• EXERCISE DIRECTIONS:
If a line in the entries below contains the word "correct", it counts; report how many such lines there are, and only that number.

Segmentation mask data:
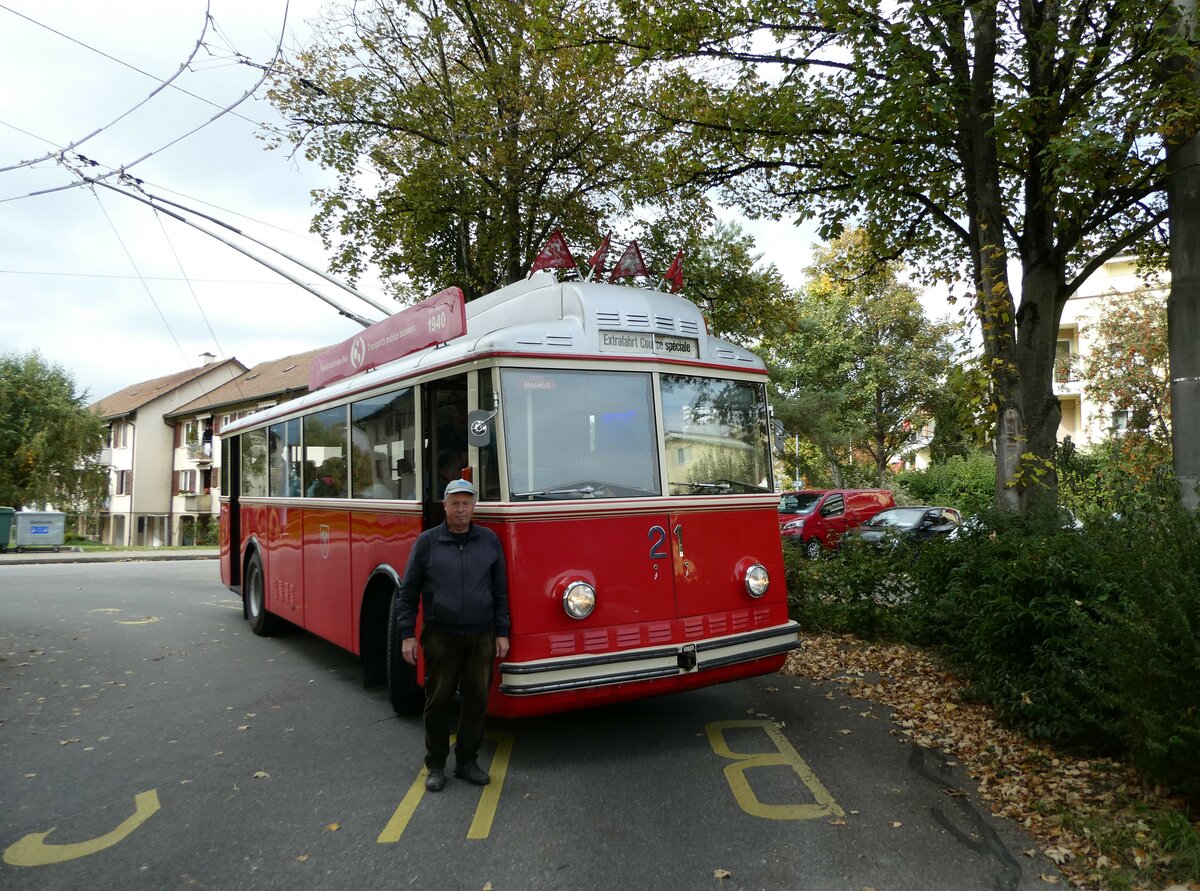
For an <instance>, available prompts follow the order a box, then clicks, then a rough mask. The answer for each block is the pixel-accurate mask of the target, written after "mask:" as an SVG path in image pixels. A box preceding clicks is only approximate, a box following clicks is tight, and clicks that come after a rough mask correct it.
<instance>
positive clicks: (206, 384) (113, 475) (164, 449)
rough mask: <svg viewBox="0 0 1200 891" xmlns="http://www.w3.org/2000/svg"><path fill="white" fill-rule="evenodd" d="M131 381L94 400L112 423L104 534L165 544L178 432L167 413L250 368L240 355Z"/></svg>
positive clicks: (101, 461)
mask: <svg viewBox="0 0 1200 891" xmlns="http://www.w3.org/2000/svg"><path fill="white" fill-rule="evenodd" d="M204 358H205V359H206V361H205V364H204V365H202V366H199V367H196V369H185V370H184V371H176V372H175V373H173V375H166V376H163V377H156V378H154V379H150V381H142V382H139V383H136V384H131V385H130V387H126V388H125V389H122V390H118V391H116V393H114V394H112V395H109V396H106V397H104V399H102V400H100V401H98V402H95V403H92V406H91V409H92V411H94V412H96V413H97V414H98V415H100V417H101V418H103V419H104V420H106V421H107V423H108V447H107V448H104V449H103V450H102V452H101V464H102V465H106V466H108V468H109V489H108V501H107V503H106V504H104V508H103V509H102V512H101V516H100V533H101V540H102V542H103V543H106V544H116V545H145V546H161V545H166V544H169V543H170V542H172V503H173V495H174V485H175V476H174V466H173V447H172V444H173V442H174V438H175V430H174V425H173V423H172V421H169V420H168V419H167V415H168V413H170V412H173V411H175V409H176V408H179V407H181V406H184V405H187V403H190V402H192V401H194V400H196V399H198V397H199V396H202V395H203V394H205V393H208V391H210V390H215V389H216V388H218V387H221V385H222V384H226V383H228V382H229V381H232V379H234V378H235V377H238V376H239V375H241V373H244V372H245V371H246V366H245V365H242V364H241V363H240V361H238V360H236V359H227V360H224V361H215V360H214V357H211V355H210V354H208V353H206V354H205V357H204Z"/></svg>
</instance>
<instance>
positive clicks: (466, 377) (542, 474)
mask: <svg viewBox="0 0 1200 891" xmlns="http://www.w3.org/2000/svg"><path fill="white" fill-rule="evenodd" d="M382 327H383V329H382V330H377V329H380V328H382ZM389 349H390V351H391V352H390V353H389V352H388V351H389ZM340 351H341V352H340ZM406 351H410V352H408V353H407V354H402V353H406ZM397 353H398V355H396V354H397ZM386 355H396V358H390V359H388V360H385V361H383V360H380V361H377V359H380V358H382V357H386ZM356 370H358V371H356ZM355 371H356V373H352V372H355ZM766 379H767V378H766V369H764V366H763V364H762V361H761V360H758V359H757V358H756V357H755V355H752V354H751V353H749V352H746V351H744V349H742V348H739V347H737V346H733V345H732V343H728V342H725V341H721V340H718V339H716V337H712V336H709V335H708V334H707V331H706V325H704V321H703V318H702V317H701V315H700V311H698V310H697V309H696V306H695V305H692V304H691V303H690V301H688V300H685V299H683V298H682V297H678V295H672V294H666V293H661V292H658V291H648V289H640V288H634V287H624V286H613V285H601V283H592V282H581V281H565V282H559V281H557V279H556V277H554V275H552V274H550V273H539V274H535V275H534V276H533V277H530V279H528V280H526V281H522V282H517V283H515V285H510V286H508V287H505V288H502V289H500V291H497V292H494V293H492V294H490V295H486V297H482V298H480V299H478V300H474V301H472V303H470V304H469V305H467V304H463V303H462V295H461V292H457V289H454V288H452V289H450V291H448V292H443V293H442V294H438V295H436V297H434V298H430V300H426V301H425V303H424V304H419V305H418V306H416V307H412V309H409V310H404V311H402V312H398V313H396V315H395V316H392V317H390V318H388V319H384V322H380V323H378V324H377V325H374V327H373V328H370V329H366V330H365V331H364V333H362V335H360V336H358V337H353V339H350V340H349V341H347V343H346V345H342V346H341V347H335V348H332V349H331V351H329V352H328V353H326V354H325V355H323V357H318V358H317V359H316V360H314V363H313V370H312V372H311V378H310V382H311V385H314V387H317V389H314V391H312V393H310V394H307V395H306V396H304V397H300V399H296V400H294V401H290V402H286V403H282V405H278V406H275V407H272V408H269V409H266V411H263V412H259V413H256V414H253V415H251V417H248V418H245V419H242V420H240V421H238V423H236V424H233V425H230V426H229V427H227V429H226V430H223V431H222V443H221V447H222V464H221V472H222V479H221V578H222V581H223V582H224V584H226V585H228V586H229V587H230V588H232V590H234V591H236V592H239V593H240V594H241V597H242V600H244V609H245V616H246V618H247V620H248V621H250V623H251V628H252V629H253V630H254V633H257V634H268V633H269V632H270V630H271V628H272V626H274V624H275V623H276V622H277V621H278V620H286V621H288V622H290V623H293V624H296V626H299V627H301V628H305V629H307V630H308V632H312V633H313V634H317V635H319V636H322V638H324V639H326V640H329V641H331V642H334V644H336V645H338V646H341V647H344V648H346V650H348V651H350V652H353V653H355V654H358V656H360V657H361V660H362V666H364V682H365V684H367V686H370V684H376V683H384V682H385V683H386V684H388V690H389V696H390V700H391V704H392V706H394V707H395V708H396V711H397V712H401V713H406V712H412V711H416V710H419V708H420V705H421V701H422V689H421V680H422V674H421V671H422V666H421V664H420V662H418V665H416V666H415V668H412V666H409V665H408V664H407V663H406V662H404V660H403V659H402V658H401V656H400V650H401V647H400V641H398V640H396V629H395V622H394V617H392V612H391V610H392V603H394V600H395V594H396V591H397V586H398V584H400V578H401V575H402V573H403V570H404V566H406V562H407V560H408V554H409V549H410V548H412V545H413V543H414V542H415V540H416V537H418V534H420V532H421V531H422V530H425V528H428V527H430V526H433V525H437V524H439V522H442V520H443V512H442V497H440V492H442V489H443V488H444V484H445V478H446V477H448V476H452V477H457V476H460V474H462V476H469V477H472V478H473V479H474V482H475V485H476V488H478V490H479V503H478V507H476V512H475V521H476V522H479V524H481V525H484V526H487V527H490V528H492V530H493V531H494V532H496V533H497V534H498V536H499V538H500V542H502V543H503V546H504V552H505V557H506V560H508V574H509V585H510V590H509V598H510V606H511V614H512V632H511V650H510V652H509V656H508V657H506V658H505V659H504V660H503V662H500V664H499V666H498V671H497V672H496V684H494V687H493V689H492V694H491V699H490V705H488V708H490V712H491V713H492V714H497V716H505V717H516V716H530V714H541V713H547V712H553V711H560V710H566V708H577V707H583V706H590V705H598V704H602V702H614V701H620V700H629V699H635V698H641V696H649V695H655V694H662V693H672V692H677V690H685V689H691V688H696V687H703V686H708V684H713V683H720V682H724V681H731V680H734V678H740V677H749V676H752V675H762V674H767V672H772V671H775V670H778V669H779V668H780V665H781V664H782V662H784V658H785V654H786V652H787V651H788V650H792V648H794V647H797V646H798V645H799V635H798V628H797V624H796V622H792V621H790V620H788V617H787V597H786V590H785V584H784V567H782V555H781V546H780V539H779V522H778V519H776V502H778V500H779V496H778V495H774V494H773V491H772V490H773V488H774V486H773V479H772V466H770V449H769V437H768V429H769V423H768V407H767V395H766Z"/></svg>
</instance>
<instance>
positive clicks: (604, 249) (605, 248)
mask: <svg viewBox="0 0 1200 891" xmlns="http://www.w3.org/2000/svg"><path fill="white" fill-rule="evenodd" d="M611 241H612V233H611V232H610V233H607V234H606V235H605V237H604V241H601V243H600V246H599V247H598V249H596V252H595V253H593V255H592V259H589V261H588V265H589V267H592V271H590V273H588V279H601V277H604V261H605V258H606V257H607V256H608V244H610V243H611Z"/></svg>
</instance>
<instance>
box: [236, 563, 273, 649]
mask: <svg viewBox="0 0 1200 891" xmlns="http://www.w3.org/2000/svg"><path fill="white" fill-rule="evenodd" d="M242 598H244V599H245V602H246V618H247V620H250V630H252V632H254V634H257V635H258V636H260V638H265V636H268V635H270V634H272V633H274V632H275V629H276V627H277V624H278V620H277V618H276V617H275V616H274V615H271V614H270V612H268V611H266V576H265V575H264V574H263V558H262V557H260V556H259V555H258V554H257V552H256V554H252V555H250V560H248V561H247V562H246V584H245V585H244V586H242Z"/></svg>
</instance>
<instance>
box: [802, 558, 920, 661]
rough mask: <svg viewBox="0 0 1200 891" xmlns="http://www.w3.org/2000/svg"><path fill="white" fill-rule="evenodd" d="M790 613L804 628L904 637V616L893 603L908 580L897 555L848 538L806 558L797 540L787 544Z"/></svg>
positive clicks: (899, 598) (862, 634)
mask: <svg viewBox="0 0 1200 891" xmlns="http://www.w3.org/2000/svg"><path fill="white" fill-rule="evenodd" d="M784 564H785V568H786V573H787V599H788V606H790V610H791V615H792V618H794V620H796V621H797V622H799V623H800V624H802V626H803V627H804V628H805V629H808V630H812V632H823V633H829V634H842V633H853V634H858V635H860V636H864V638H883V639H890V638H900V636H902V634H901V624H902V623H904V621H905V615H904V612H902V611H900V610H896V609H895V604H896V602H898V600H901V599H902V598H904V594H905V592H906V591H907V585H908V581H907V580H906V578H905V574H904V572H902V570H901V569H900V568H899V567H898V564H896V561H895V557H894V555H892V554H883V552H880V551H877V550H875V549H874V548H870V546H865V545H863V543H862V542H857V540H853V542H851V540H847V542H846V543H845V544H844V545H842V549H841V551H839V552H836V554H833V555H828V556H826V557H822V558H821V560H808V558H806V557H805V556H804V550H803V549H802V548H798V546H786V548H785V549H784Z"/></svg>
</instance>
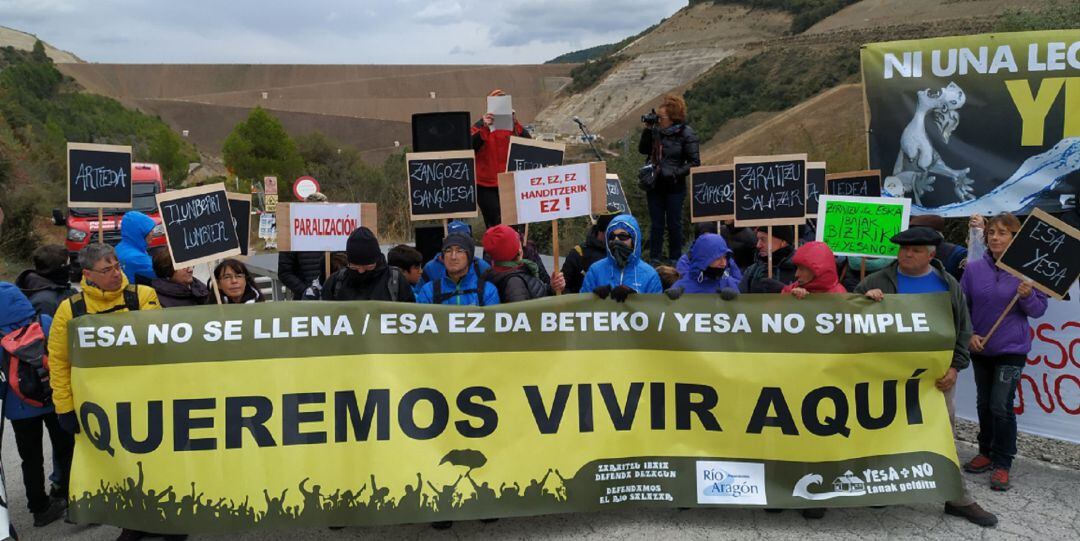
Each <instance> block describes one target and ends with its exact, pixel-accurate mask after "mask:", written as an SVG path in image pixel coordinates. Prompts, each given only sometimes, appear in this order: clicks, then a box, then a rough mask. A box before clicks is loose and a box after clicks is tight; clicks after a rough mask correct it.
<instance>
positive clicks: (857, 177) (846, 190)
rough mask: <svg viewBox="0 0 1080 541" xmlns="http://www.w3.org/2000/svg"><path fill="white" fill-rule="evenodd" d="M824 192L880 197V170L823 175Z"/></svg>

• TASK RESULT:
2